:: What you will do ::
Print the whole listing exactly.
* * * * *
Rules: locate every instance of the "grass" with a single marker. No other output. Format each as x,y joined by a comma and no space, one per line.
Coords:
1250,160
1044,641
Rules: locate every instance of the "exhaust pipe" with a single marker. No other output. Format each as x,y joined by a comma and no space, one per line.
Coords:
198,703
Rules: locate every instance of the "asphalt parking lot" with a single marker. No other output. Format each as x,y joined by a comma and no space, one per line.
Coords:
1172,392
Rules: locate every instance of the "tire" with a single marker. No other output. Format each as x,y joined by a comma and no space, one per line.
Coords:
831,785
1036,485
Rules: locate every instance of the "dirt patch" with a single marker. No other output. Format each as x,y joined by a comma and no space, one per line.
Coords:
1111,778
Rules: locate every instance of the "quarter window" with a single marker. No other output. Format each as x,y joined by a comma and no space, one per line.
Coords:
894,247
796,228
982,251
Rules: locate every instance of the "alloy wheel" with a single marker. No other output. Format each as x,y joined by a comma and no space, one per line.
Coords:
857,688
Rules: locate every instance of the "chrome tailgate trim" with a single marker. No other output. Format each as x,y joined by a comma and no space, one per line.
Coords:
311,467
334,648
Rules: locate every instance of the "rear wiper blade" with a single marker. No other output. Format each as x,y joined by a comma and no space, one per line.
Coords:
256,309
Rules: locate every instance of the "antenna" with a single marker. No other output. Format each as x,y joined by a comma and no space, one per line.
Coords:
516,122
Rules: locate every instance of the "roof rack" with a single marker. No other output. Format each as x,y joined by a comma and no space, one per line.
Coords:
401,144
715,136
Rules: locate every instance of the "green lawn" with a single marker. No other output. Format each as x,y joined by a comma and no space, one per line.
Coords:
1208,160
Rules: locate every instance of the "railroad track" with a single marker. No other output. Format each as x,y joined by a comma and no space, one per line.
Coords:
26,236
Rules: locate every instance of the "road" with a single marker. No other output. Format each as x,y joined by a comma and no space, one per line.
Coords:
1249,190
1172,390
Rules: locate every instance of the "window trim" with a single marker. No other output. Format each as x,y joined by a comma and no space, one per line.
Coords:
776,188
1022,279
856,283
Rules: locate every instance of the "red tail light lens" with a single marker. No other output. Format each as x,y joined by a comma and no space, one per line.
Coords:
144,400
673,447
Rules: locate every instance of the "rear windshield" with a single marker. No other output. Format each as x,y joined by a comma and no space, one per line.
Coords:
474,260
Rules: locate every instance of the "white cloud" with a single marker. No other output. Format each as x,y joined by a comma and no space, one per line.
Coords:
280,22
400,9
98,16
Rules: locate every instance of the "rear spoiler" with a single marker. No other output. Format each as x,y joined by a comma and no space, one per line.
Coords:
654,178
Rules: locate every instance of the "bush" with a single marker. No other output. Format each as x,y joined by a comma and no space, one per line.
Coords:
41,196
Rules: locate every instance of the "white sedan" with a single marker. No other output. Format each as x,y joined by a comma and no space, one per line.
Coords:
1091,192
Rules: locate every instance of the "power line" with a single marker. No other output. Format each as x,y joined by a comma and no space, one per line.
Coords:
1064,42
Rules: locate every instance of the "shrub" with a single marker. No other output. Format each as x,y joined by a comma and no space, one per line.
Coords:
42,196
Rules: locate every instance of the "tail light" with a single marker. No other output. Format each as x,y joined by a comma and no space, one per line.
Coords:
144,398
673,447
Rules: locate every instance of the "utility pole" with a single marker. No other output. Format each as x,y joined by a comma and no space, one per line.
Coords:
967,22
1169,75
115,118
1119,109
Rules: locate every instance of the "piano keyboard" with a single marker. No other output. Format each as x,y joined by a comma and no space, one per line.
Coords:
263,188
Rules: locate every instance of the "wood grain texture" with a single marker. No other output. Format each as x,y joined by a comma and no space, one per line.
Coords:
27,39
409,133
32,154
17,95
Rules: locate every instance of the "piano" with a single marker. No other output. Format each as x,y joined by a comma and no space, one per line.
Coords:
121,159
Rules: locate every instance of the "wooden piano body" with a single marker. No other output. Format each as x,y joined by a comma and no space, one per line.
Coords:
* * * * *
:: Written answer ::
Rules: locate every instance of the "grass" with a single marker. No other output. Format each as x,y joined by a comma and no space, one per line.
Coords:
1250,160
1044,641
Rules: locate every instance of the "exhaust pipe" with a single marker. No other output. Format each as x,y joined by a comma and no space, one per line.
Coords:
198,703
Rules: locate every instance of the "asphalt parking lot" with a single marker. No other output. Format each as x,y joined by a comma and no space, one per line.
Coords:
1172,392
Rules: locate every instance of the "tire" with a single marker. No other output. Format each as x,y joined by a comma and no space, one per line.
Coords:
831,785
1036,485
Rules: locate every instance of the "dirt patch" with a single marker. No other output. Format each as x,y joined by a comma and no space, one per line.
Coords:
1111,778
Rules: locate every instance of the "quarter window" with a single marker. No other output. Format each as x,y joined by a comma and no space, one per line.
Coords:
894,247
796,228
982,251
Rules: locate every instance of the "alloy wheel" with a single marker. No other output. Format each as x,y joined by a comma and no space, one per line.
Coords:
857,688
Rules: locate every instance of the "chrome tailgate trim" with a single marker. No other output. Format each as x,y joined by a comma and no space, one per line.
Coords:
311,467
334,648
Rules: locate every instance of the "rear wiper blade" with a single marker. No other output. Format each as x,y joined by a comma and no space, one per line.
Coords:
256,309
Rules: locate every instance of the "antenna" with a single marker. No other output. Format each as x,y joined by a comma and no space, one per line.
Coords:
516,122
Rules: locate every instance of the "roof rack" with a single marker. No other output. Format each as x,y joined by a comma and no space, one per line.
Coords:
401,144
715,136
Rules: locate every instance of the "green lawn" with a single marker. No other output. Format each as x,y joined by a comma and no space, one per line.
Coords:
1208,160
Rules: locate every instance of the "railroad track" with a single marker. No other output. Format each as x,y joined by a comma and no space, one per line.
Coords:
26,236
Rules: locate every instance of the "road" with a single marker. No other output. Format each as x,y joined by a comma and no space, one per line.
Coords:
1249,190
1172,390
Rules: locate every instance of the "window trim" with a single marker. No other output. Format each as x,y joined by a comma and no space, one per line.
Coords:
776,188
1022,279
856,283
Rules: locate every instance of the "red tail light lens" with a single marker. No other output. Format each as x,y joined by a comma and no space, one per line.
Coords:
144,400
673,447
Rules: locate every instance of the "rear windshield" with a single marker. No other output. Format each as x,y joined by a comma and no space, one per line.
Coords:
474,260
Rules: locate every instance of the "white cloud" with a single marker. No other output. Format each as x,y joined by a comma and no space, one per line.
Coords:
280,22
400,9
98,16
Rules: locate every instance of the "rear spoiler" with a single marker. No other output. Format each as x,y joined by a comma and no space, one per line.
Coords:
654,178
Rules: locate every instance of the "bush" with a single marker. No other output. Format each as x,y joined by a comma and no space, one per line.
Coords:
41,196
Rules: locate every instance of the "white sedan" with a single marker. No other output. Format each as x,y joined by a comma and no space, one per line.
Coords:
1091,192
Rules: locate every instance of the "power line" with a single marker. No other output. Format each as x,y joined by a comma and no space, one per line.
Coords:
1064,42
Rules: locate every instance of the "shrub" with a single marker. No other output. Format each as x,y joined by a comma and no space, one per line.
Coords:
42,196
Rules: locate every instance of the "tail light" with a single marker. No other output. Format each as x,y joined by a comma and no space, one per line.
Coords:
144,398
673,447
Rules: locate every instance of the "utility pole" with a single marker. No other output. Format each as x,y joined by a comma and no space, one per line.
Coords:
967,22
1169,75
115,118
1119,109
Rules: locate every instance of the "piano keyboard" with a single marker. No other output. Format each as x,y joined by a comma and no space, one per line.
Coords:
263,188
Rules: locate every instance of the "wood grain texture" with a single marker. No other output. Format each as x,y joined by a comma and no space, one per line.
Coords:
27,39
409,133
32,154
17,95
Rules: locate every instance of the "piano" with a single marker. No other output. Format each as x,y joined by a comma and no space, one per line.
Coords:
121,159
Rules: locate every instance of the "wooden piano body" with a single marker. No other output. Format each as x,y joined by a comma and no space, one per line.
Coords:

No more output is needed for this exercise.